__Required actions__.
1 – Answer these questions from the curved screen text, giving each answer on its own line with the matching letter.
(a) How long were the two profiles that were ordered, and what radius were they bent to?
(b) What was used to adjust the tension?
(c) In which city does the writer live?
2 – Translate this sentence from the curved screen text into German: "The profiles are connected directly to floor and ceiling."
3 – Transcribe a passage of the curved screen text. Begin at the words "The problem with" and stop after the words "the vertical tension.".

:: Text to read ::

The problem with a curved screen is the tensioning. When tensioned horizontally the fabric comes out of the frame which gives a ugly bulge. So I searched for a solution which tensions only vertically with an equally distributed force.
I stumbled over piping profiles used for the stands at exhibitions. Furtenately I live in Hannover which is home of the CeBIT so there are many companies around which produce such piping profiles.

I ordered two 4 m long profiles which were bended with a radius of 7 m. Then I let another company stew a strap on the long sides of the fabric. Inside this strap a flexible plastic pipe was inserted. So the whole straps could be inserted into the piping profiles. Which gives a equally distributed force for the vertical tension.



The profiles are connected directly to floor and ceiling. I used tightener to adjust the tension.





I was concerned that vertical waves still remain inside the fabric, because of the lack of horizontal tensioning. But this was not the case. I don't see any irregularities from my seat.


Focus
At the moment there is only a cheap DLP projector. But a good one with 4k will follow.

The depth of focus is great enough for the corners. The loss of focus is negligible. And usually the eye looks in the middle of the screen. Even with a windows dektop I hardly notice it. The mighty Sony G90 was worse in its corners than that ( I owned one).

:::
:: Dataset content ::

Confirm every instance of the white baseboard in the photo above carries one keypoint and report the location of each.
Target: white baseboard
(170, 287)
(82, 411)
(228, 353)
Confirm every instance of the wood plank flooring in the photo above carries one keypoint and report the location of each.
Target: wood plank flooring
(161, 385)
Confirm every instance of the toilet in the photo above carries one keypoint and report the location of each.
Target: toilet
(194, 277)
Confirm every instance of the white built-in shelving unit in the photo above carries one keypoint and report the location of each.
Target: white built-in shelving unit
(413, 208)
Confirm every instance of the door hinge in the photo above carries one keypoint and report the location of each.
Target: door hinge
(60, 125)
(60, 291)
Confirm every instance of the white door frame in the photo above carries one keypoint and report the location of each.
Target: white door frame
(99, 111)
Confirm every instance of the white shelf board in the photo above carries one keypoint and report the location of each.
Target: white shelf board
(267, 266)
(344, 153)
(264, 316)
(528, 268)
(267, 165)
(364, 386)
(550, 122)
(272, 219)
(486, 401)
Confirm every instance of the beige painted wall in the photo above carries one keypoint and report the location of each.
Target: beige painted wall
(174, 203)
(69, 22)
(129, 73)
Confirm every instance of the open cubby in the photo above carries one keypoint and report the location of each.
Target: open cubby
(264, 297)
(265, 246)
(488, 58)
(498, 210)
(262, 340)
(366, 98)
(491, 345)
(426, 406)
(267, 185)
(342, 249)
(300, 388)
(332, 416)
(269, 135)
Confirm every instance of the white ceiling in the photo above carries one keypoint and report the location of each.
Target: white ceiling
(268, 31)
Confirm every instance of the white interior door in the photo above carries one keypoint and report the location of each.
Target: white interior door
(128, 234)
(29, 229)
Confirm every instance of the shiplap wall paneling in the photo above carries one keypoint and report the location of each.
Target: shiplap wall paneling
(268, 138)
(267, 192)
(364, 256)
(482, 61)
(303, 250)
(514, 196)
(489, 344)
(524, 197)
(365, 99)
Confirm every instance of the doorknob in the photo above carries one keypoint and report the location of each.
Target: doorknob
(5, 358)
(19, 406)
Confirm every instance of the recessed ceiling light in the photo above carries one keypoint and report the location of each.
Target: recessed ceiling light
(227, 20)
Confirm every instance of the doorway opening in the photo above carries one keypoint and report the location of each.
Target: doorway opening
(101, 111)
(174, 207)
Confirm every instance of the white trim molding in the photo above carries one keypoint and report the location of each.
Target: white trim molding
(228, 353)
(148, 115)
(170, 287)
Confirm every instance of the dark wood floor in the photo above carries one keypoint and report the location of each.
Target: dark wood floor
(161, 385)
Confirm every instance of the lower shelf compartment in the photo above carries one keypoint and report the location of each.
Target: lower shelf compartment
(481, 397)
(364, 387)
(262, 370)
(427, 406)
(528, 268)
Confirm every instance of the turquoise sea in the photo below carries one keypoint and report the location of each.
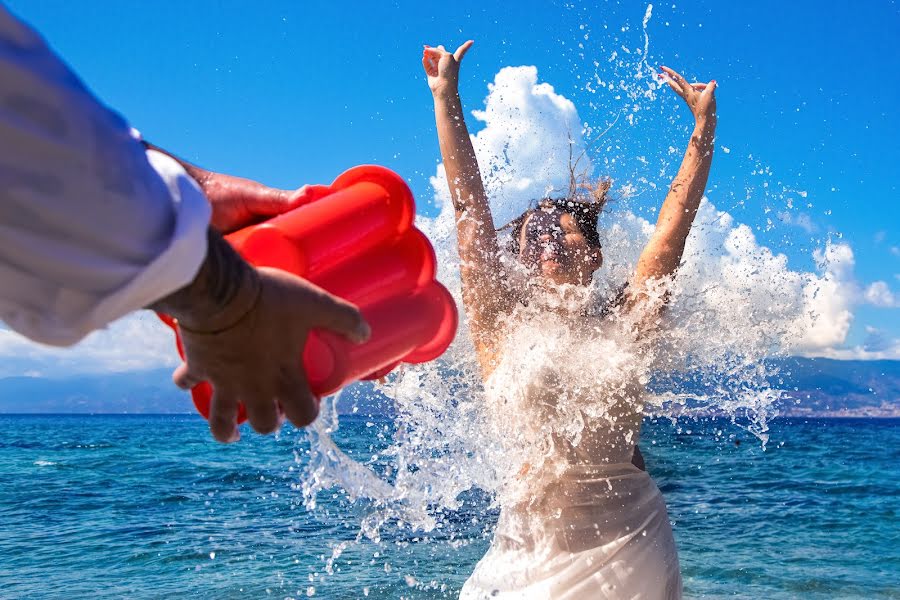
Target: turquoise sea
(150, 507)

:::

__Solutions to the problems__.
1 –
(a) They were 4 m long and bent to a radius of 7 m.
(b) A tightener.
(c) Hannover.

2 – Die Profile sind direkt mit Boden und Decke verbunden.

3 –
The problem with a curved screen is the tensioning. When tensioned horizontally the fabric comes out of the frame which gives a ugly bulge. So I searched for a solution which tensions only vertically with an equally distributed force.
I stumbled over piping profiles used for the stands at exhibitions. Furtenately I live in Hannover which is home of the CeBIT so there are many companies around which produce such piping profiles.

I ordered two 4 m long profiles which were bended with a radius of 7 m. Then I let another company stew a strap on the long sides of the fabric. Inside this strap a flexible plastic pipe was inserted. So the whole straps could be inserted into the piping profiles. Which gives a equally distributed force for the vertical tension.